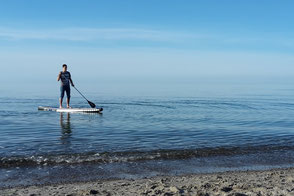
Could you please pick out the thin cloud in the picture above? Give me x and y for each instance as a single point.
(197, 39)
(92, 34)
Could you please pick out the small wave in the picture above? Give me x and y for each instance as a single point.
(111, 157)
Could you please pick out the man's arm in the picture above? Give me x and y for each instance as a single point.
(59, 76)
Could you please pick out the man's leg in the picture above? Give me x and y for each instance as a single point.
(60, 102)
(68, 97)
(61, 96)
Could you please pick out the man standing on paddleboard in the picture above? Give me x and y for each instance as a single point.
(65, 78)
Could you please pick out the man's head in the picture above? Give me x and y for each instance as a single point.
(64, 67)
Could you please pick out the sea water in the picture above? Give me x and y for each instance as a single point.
(144, 136)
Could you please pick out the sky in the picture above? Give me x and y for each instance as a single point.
(121, 45)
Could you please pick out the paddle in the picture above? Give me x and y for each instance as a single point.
(90, 103)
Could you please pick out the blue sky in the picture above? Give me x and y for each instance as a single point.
(110, 43)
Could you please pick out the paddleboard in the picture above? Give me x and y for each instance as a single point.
(72, 110)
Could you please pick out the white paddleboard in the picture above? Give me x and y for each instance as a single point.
(81, 110)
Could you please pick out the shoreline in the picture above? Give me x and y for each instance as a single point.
(241, 183)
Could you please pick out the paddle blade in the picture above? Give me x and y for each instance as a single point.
(92, 104)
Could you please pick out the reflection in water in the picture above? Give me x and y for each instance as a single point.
(65, 128)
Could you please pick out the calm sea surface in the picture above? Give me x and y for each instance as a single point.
(139, 136)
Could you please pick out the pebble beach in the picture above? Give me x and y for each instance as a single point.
(238, 183)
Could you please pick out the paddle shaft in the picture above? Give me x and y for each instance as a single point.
(81, 93)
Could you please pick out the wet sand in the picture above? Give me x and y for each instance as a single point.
(272, 182)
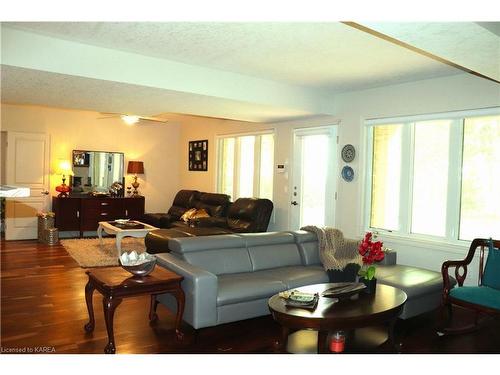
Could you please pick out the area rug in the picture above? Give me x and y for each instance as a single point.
(88, 252)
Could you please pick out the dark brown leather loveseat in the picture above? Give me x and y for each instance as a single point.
(215, 204)
(243, 216)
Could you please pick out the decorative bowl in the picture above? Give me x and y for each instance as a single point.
(138, 267)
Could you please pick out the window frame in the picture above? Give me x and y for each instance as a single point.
(454, 187)
(257, 161)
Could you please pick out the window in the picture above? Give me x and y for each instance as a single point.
(245, 167)
(435, 176)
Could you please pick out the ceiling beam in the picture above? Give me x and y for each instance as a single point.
(463, 45)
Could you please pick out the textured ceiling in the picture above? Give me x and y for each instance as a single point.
(329, 56)
(26, 86)
(475, 46)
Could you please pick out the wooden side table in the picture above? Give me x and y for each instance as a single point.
(114, 283)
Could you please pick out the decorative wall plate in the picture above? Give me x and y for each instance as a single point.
(347, 173)
(348, 153)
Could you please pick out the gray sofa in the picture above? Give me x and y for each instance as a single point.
(231, 277)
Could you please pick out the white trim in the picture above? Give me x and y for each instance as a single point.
(433, 116)
(454, 179)
(243, 134)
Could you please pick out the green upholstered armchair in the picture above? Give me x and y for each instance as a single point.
(483, 298)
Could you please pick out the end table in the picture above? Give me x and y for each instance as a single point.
(114, 283)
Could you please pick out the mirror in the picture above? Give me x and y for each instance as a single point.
(96, 171)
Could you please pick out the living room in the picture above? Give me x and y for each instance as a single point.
(50, 86)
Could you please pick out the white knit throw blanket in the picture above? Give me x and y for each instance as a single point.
(335, 252)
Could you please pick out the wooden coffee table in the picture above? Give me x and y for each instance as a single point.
(122, 230)
(114, 283)
(361, 310)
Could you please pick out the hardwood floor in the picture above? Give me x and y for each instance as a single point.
(43, 310)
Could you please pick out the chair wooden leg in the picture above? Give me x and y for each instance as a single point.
(445, 317)
(446, 330)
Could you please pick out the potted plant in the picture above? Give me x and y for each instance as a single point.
(371, 252)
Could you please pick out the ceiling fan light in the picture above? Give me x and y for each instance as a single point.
(130, 120)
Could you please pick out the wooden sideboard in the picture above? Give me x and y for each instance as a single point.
(84, 213)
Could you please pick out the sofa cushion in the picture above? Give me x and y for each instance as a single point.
(225, 241)
(307, 242)
(220, 254)
(479, 295)
(297, 276)
(184, 199)
(215, 204)
(272, 250)
(412, 280)
(248, 215)
(247, 286)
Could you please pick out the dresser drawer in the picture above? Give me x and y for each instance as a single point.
(103, 214)
(101, 202)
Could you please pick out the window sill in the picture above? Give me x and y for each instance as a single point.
(460, 248)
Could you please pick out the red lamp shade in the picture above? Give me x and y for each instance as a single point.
(136, 167)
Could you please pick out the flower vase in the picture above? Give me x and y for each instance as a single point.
(371, 285)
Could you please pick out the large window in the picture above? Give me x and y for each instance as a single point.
(245, 165)
(436, 177)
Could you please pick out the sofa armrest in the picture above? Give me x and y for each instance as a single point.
(211, 221)
(200, 289)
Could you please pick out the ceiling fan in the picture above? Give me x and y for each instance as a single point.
(132, 119)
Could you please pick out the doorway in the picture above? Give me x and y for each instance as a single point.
(314, 182)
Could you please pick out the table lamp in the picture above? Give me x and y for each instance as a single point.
(135, 167)
(64, 169)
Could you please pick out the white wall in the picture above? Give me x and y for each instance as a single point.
(459, 92)
(156, 145)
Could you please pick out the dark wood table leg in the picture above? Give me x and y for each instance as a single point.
(392, 338)
(152, 308)
(89, 292)
(282, 342)
(179, 295)
(109, 305)
(322, 344)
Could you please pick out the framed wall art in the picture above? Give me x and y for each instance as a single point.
(198, 155)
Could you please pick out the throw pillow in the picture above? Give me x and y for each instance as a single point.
(491, 275)
(186, 216)
(201, 212)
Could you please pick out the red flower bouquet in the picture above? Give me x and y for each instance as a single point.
(371, 252)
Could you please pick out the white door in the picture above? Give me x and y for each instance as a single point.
(27, 166)
(314, 179)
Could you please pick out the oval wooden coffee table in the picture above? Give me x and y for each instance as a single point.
(358, 311)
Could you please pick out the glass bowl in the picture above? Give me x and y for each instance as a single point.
(142, 269)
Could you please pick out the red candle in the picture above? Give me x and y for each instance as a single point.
(337, 342)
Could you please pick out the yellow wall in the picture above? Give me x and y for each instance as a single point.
(157, 145)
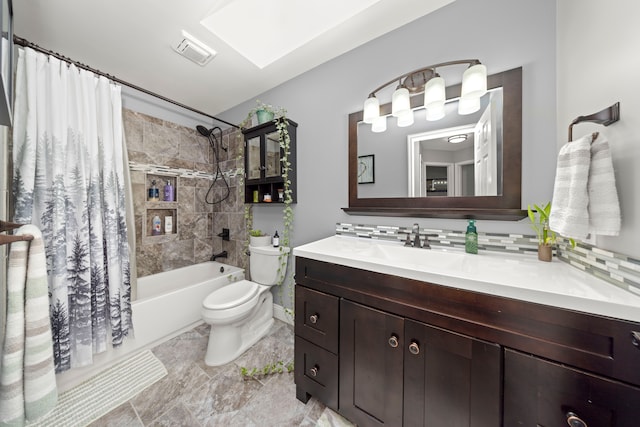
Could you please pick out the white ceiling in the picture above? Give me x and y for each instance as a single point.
(134, 39)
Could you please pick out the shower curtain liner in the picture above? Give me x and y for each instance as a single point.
(69, 180)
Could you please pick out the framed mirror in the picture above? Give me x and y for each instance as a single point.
(462, 166)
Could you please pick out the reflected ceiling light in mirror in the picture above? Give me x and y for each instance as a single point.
(379, 124)
(468, 105)
(474, 85)
(434, 92)
(435, 113)
(456, 139)
(405, 119)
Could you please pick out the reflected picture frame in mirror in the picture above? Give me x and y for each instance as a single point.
(505, 205)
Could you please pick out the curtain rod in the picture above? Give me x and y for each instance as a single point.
(23, 42)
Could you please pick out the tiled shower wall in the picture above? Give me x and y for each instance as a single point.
(153, 141)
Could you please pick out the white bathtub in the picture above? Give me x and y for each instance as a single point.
(167, 305)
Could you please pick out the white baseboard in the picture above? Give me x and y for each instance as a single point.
(280, 314)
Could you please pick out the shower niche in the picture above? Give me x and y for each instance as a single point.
(264, 182)
(164, 208)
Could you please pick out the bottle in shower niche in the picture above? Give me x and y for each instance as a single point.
(154, 193)
(471, 238)
(156, 226)
(169, 192)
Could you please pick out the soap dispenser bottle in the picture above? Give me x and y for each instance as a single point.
(471, 238)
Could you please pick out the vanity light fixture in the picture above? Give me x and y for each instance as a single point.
(456, 139)
(427, 80)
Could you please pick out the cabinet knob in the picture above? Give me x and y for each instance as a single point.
(414, 348)
(635, 339)
(574, 421)
(314, 371)
(393, 341)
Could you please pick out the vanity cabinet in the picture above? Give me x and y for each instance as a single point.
(263, 163)
(542, 393)
(395, 371)
(413, 353)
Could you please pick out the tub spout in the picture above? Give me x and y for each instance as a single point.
(222, 254)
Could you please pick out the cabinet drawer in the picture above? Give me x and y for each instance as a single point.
(316, 372)
(541, 393)
(317, 318)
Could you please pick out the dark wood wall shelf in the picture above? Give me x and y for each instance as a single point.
(263, 166)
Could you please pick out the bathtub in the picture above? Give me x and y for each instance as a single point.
(167, 305)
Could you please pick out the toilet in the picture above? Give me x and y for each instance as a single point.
(241, 313)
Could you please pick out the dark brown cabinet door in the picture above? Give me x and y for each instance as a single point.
(546, 394)
(371, 350)
(450, 380)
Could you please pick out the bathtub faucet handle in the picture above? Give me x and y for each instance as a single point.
(224, 234)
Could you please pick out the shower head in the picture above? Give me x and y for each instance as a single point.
(204, 131)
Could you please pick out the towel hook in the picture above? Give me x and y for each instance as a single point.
(603, 117)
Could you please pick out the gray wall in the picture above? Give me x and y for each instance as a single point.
(597, 66)
(503, 34)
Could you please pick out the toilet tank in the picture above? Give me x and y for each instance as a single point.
(265, 263)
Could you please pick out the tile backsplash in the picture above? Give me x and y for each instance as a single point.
(617, 269)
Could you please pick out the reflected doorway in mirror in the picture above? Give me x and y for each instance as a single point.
(366, 173)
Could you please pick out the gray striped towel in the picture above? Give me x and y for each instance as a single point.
(569, 210)
(585, 200)
(27, 379)
(604, 207)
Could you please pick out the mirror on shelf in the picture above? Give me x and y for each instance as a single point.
(462, 166)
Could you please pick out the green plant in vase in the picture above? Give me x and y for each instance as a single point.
(547, 238)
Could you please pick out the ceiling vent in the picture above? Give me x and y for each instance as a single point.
(194, 49)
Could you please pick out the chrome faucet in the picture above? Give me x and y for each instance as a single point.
(416, 238)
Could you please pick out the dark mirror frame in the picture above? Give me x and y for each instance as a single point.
(506, 206)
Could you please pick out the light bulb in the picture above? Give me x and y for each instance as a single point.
(434, 92)
(371, 109)
(474, 81)
(400, 102)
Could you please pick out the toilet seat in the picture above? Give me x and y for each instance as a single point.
(231, 295)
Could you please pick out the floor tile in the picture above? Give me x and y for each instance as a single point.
(175, 417)
(196, 395)
(228, 392)
(122, 416)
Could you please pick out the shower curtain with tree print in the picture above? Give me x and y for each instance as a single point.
(68, 180)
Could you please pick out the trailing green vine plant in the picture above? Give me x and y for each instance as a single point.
(269, 369)
(280, 120)
(284, 139)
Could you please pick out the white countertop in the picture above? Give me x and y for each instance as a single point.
(516, 276)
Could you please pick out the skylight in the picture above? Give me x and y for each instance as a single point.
(265, 31)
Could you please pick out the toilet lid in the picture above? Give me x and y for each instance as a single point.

########

__REQUIRED WORK__: Exactly repeat the lines from the line that contains "Could you please pick out the white countertop" to the end of the entries, both included, and leave out all other lines.

__SOLVED PROBLEM__:
Could you please pick out the white countertop in the picture above? Give me x and y for each instance as a single point.
(516, 276)
Could you please pick out the skylight in the picture above? Give me x and y for each instance as a single point.
(265, 31)
Could you please pick out the toilet lid in the picture above? Give me x and y for each instance as a single point.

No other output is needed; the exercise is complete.